(Records of labeled points)
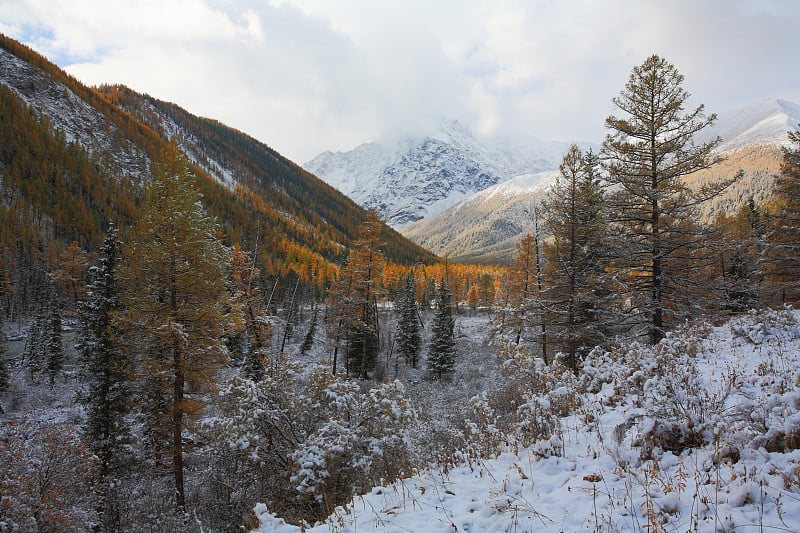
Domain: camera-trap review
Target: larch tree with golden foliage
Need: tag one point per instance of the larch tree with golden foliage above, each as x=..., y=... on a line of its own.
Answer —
x=178, y=308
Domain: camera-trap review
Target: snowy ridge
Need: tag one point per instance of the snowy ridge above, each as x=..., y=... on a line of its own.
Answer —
x=608, y=467
x=415, y=178
x=763, y=122
x=68, y=113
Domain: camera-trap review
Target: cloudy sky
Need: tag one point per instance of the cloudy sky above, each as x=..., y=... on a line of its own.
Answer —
x=306, y=76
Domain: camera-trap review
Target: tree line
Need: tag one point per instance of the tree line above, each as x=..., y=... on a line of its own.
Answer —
x=620, y=250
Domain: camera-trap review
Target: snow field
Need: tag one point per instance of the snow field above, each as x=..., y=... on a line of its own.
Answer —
x=725, y=398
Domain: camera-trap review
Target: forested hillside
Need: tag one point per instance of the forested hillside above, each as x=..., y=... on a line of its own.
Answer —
x=73, y=161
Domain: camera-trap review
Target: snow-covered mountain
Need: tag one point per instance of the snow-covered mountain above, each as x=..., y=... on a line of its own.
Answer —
x=415, y=178
x=486, y=226
x=761, y=123
x=72, y=115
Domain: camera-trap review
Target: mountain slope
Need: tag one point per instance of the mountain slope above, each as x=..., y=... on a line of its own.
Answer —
x=485, y=227
x=72, y=161
x=417, y=178
x=480, y=228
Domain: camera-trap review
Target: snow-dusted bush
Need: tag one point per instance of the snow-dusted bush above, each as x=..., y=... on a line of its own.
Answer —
x=526, y=410
x=316, y=439
x=47, y=479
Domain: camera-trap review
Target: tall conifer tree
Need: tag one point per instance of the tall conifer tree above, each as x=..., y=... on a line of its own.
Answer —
x=574, y=215
x=177, y=306
x=783, y=258
x=650, y=149
x=442, y=348
x=408, y=339
x=104, y=365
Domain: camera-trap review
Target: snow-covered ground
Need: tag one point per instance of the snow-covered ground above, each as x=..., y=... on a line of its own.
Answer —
x=724, y=399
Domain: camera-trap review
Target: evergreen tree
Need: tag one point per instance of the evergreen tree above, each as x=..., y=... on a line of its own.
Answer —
x=308, y=340
x=408, y=339
x=104, y=365
x=33, y=353
x=442, y=348
x=574, y=214
x=53, y=344
x=254, y=338
x=648, y=152
x=177, y=306
x=525, y=314
x=783, y=257
x=740, y=251
x=5, y=375
x=355, y=299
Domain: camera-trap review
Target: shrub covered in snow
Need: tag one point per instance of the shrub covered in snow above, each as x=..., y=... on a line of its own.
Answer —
x=315, y=438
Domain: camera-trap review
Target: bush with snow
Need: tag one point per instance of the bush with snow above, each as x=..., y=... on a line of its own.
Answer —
x=316, y=438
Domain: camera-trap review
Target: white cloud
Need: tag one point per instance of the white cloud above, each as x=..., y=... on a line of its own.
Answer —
x=310, y=75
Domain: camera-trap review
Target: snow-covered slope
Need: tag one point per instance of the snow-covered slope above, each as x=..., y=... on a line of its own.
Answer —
x=73, y=116
x=751, y=140
x=486, y=226
x=761, y=123
x=616, y=464
x=416, y=178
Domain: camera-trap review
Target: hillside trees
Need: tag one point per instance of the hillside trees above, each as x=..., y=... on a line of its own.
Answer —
x=355, y=299
x=650, y=148
x=783, y=258
x=177, y=309
x=104, y=365
x=408, y=339
x=442, y=349
x=574, y=214
x=525, y=317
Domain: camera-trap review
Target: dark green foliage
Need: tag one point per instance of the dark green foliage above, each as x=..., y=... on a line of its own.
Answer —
x=577, y=292
x=5, y=375
x=362, y=351
x=104, y=365
x=408, y=339
x=442, y=352
x=53, y=345
x=783, y=258
x=308, y=340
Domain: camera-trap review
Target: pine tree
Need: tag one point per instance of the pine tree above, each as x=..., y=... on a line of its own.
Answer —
x=574, y=214
x=408, y=339
x=783, y=257
x=33, y=353
x=255, y=337
x=53, y=344
x=308, y=340
x=177, y=307
x=525, y=314
x=355, y=299
x=441, y=351
x=648, y=152
x=5, y=374
x=104, y=365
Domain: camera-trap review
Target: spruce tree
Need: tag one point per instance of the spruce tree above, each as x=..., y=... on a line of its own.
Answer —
x=178, y=311
x=5, y=374
x=441, y=351
x=105, y=367
x=53, y=343
x=574, y=214
x=354, y=300
x=408, y=339
x=647, y=154
x=33, y=353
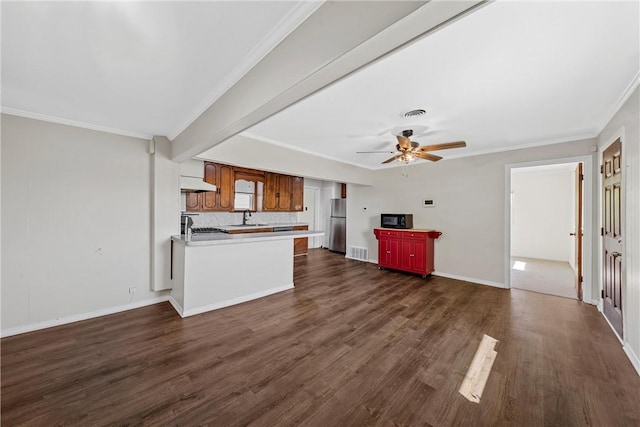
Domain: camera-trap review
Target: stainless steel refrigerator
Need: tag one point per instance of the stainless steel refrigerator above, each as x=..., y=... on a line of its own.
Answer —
x=338, y=226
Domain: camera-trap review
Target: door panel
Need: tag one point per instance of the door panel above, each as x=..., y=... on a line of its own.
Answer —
x=612, y=235
x=578, y=232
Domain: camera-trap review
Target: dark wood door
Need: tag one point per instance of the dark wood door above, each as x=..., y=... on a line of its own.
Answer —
x=578, y=231
x=612, y=234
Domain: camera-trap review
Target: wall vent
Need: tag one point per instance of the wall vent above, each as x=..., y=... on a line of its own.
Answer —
x=357, y=252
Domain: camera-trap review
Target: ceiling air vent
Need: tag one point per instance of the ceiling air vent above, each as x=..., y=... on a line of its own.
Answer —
x=414, y=113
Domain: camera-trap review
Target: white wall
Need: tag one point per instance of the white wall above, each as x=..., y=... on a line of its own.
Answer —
x=470, y=208
x=75, y=220
x=626, y=123
x=542, y=213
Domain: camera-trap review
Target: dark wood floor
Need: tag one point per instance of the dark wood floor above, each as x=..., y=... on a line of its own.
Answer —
x=350, y=346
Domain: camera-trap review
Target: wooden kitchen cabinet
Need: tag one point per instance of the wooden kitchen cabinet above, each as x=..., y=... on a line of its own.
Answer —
x=214, y=201
x=193, y=202
x=300, y=245
x=406, y=250
x=283, y=193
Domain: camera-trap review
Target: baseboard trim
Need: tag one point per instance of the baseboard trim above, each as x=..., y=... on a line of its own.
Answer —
x=176, y=306
x=363, y=260
x=470, y=279
x=635, y=361
x=80, y=317
x=234, y=301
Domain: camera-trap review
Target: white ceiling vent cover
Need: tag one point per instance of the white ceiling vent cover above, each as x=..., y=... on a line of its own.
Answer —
x=357, y=252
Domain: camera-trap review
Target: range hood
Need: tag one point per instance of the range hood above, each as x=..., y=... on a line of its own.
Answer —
x=192, y=177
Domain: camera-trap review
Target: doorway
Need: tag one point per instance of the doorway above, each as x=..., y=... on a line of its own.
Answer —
x=612, y=232
x=548, y=227
x=310, y=215
x=544, y=206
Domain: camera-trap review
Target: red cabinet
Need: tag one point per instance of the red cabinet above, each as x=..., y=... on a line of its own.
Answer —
x=406, y=250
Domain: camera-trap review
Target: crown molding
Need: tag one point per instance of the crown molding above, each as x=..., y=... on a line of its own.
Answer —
x=626, y=94
x=67, y=122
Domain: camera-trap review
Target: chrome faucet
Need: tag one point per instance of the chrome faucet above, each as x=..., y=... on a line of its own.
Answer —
x=245, y=216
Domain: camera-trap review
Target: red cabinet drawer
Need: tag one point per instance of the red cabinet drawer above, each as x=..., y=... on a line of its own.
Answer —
x=417, y=235
x=389, y=233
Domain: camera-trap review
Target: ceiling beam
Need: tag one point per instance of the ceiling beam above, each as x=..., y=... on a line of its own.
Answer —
x=336, y=40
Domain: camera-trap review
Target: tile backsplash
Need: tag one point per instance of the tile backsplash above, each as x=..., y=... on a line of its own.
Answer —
x=212, y=219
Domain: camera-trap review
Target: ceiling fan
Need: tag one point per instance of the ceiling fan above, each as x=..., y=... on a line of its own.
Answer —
x=408, y=150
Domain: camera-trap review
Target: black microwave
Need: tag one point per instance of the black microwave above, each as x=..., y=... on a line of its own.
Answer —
x=396, y=220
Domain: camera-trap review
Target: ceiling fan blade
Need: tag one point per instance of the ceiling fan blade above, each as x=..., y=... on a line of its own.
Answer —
x=404, y=142
x=427, y=156
x=443, y=146
x=397, y=156
x=364, y=152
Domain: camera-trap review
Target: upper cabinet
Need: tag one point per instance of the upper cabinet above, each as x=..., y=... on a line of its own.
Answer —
x=283, y=193
x=249, y=189
x=220, y=200
x=242, y=189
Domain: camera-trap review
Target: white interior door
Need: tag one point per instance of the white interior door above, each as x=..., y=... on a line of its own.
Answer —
x=309, y=214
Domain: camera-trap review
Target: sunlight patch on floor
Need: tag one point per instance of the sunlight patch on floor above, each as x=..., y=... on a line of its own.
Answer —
x=519, y=265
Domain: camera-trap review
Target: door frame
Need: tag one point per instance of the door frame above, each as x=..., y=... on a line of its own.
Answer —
x=318, y=241
x=589, y=286
x=618, y=134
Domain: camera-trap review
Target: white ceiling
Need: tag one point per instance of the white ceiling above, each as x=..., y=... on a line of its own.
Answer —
x=136, y=68
x=510, y=74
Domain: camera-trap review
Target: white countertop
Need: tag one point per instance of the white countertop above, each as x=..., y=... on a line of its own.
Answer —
x=254, y=226
x=207, y=239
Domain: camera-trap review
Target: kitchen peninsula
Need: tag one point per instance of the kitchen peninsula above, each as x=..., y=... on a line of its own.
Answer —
x=211, y=271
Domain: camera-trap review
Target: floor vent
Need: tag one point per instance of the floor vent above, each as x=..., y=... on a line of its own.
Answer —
x=357, y=252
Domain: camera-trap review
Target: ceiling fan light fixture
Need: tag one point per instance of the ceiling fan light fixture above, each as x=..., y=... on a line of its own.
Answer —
x=414, y=113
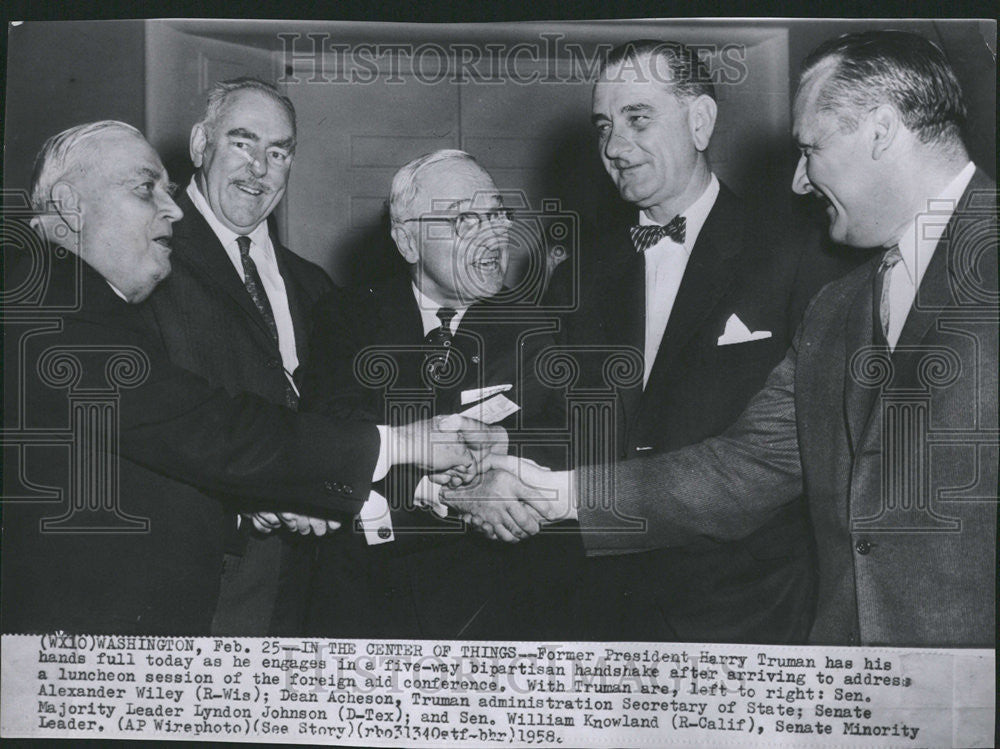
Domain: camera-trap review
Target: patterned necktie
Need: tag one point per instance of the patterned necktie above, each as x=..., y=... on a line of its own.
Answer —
x=436, y=363
x=644, y=237
x=255, y=288
x=880, y=295
x=442, y=336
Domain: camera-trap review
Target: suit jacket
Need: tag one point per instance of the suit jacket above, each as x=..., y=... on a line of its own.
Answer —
x=435, y=579
x=897, y=454
x=80, y=363
x=209, y=325
x=696, y=389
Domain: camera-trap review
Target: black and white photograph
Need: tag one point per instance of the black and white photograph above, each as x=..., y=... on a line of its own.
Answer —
x=647, y=367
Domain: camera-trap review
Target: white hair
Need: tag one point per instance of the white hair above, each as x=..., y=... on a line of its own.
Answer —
x=62, y=153
x=404, y=184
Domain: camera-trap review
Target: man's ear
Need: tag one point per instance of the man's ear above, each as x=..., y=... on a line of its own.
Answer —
x=197, y=144
x=405, y=244
x=701, y=120
x=885, y=124
x=66, y=201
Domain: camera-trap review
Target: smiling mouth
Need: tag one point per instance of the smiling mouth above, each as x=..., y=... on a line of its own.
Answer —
x=253, y=190
x=489, y=262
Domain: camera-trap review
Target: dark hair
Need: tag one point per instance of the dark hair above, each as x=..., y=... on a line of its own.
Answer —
x=891, y=67
x=687, y=76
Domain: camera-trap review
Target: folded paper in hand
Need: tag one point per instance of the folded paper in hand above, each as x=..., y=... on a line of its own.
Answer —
x=492, y=410
x=375, y=520
x=737, y=332
x=478, y=394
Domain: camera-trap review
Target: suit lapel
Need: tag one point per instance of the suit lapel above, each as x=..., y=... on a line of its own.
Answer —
x=858, y=335
x=625, y=319
x=196, y=244
x=946, y=272
x=935, y=294
x=709, y=273
x=297, y=307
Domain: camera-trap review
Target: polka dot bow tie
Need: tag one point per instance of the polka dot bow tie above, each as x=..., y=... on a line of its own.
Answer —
x=644, y=237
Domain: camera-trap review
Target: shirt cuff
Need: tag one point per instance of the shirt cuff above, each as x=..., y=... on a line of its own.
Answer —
x=376, y=520
x=382, y=464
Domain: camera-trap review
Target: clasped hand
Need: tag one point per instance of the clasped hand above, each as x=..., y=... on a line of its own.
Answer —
x=451, y=447
x=512, y=498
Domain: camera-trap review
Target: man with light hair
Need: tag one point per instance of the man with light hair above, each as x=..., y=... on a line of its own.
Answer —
x=447, y=344
x=110, y=519
x=235, y=311
x=884, y=409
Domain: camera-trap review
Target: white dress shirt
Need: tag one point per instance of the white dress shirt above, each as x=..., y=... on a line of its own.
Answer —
x=263, y=255
x=916, y=246
x=428, y=312
x=665, y=264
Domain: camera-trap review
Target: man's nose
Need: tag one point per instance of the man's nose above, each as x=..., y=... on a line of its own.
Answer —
x=800, y=182
x=615, y=145
x=258, y=166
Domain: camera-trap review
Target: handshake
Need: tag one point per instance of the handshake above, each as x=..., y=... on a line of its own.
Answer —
x=502, y=496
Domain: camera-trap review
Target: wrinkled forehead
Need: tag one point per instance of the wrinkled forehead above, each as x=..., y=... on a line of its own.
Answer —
x=118, y=156
x=249, y=107
x=453, y=185
x=808, y=92
x=647, y=78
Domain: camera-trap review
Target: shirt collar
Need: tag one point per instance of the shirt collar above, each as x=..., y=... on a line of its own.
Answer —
x=115, y=289
x=921, y=235
x=695, y=215
x=258, y=237
x=428, y=311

- What you are asked to do: Scale the lines from the start of the records through the line containing "x=480, y=228", both ends included, and write out every one of them in full. Multiply each coordinate listed after "Answer —" by 1.4, rounding to whole numbers with halves going up, and leave the pictures out.

- Response to the exercise:
Domain: camera-trap review
Target: larch tree with golden foliage
Need: tag one point per instance of the larch tree with golden foliage above, each as x=..., y=... on a line of its own.
Answer —
x=249, y=431
Domain: camera-trap review
Target: snowy ridge
Need: tag one point per instance of the snowy ridge above, each as x=..., y=... on a line of its own.
Answer —
x=851, y=654
x=581, y=249
x=1068, y=171
x=95, y=158
Domain: camera-trap review
Target: cloudy sky
Need: tag one point per instance of the cloudy sky above, each as x=..., y=... on a line of its own.
Answer —
x=428, y=106
Domain: camera-trap review
Target: tree line
Need: tag one point per instance of the tree line above, each as x=..., y=... on a line of its own.
Answer —
x=868, y=350
Domain: camera-trap review
Target: snow field
Need: tag one point per instance of the snow field above, each as x=..., y=... on a line of its own.
Answer —
x=1015, y=557
Domain: camera-trap review
Target: forested hillside
Need: tag one point per instance of the forested hillside above, each as x=..., y=... on a line of its own.
Answer —
x=102, y=225
Domain: camera-trap review
Target: snow-covered mountain
Need: tag one point per instance of the snow-covered mountain above, each as x=..., y=... on a line of its own.
Answer —
x=581, y=249
x=680, y=316
x=1065, y=172
x=101, y=161
Domain: camera-trap review
Target: mountain slope
Need: tag one point per instance of the mountain slope above, each as x=..., y=... on a line of its own.
Answer —
x=679, y=318
x=101, y=225
x=584, y=249
x=672, y=319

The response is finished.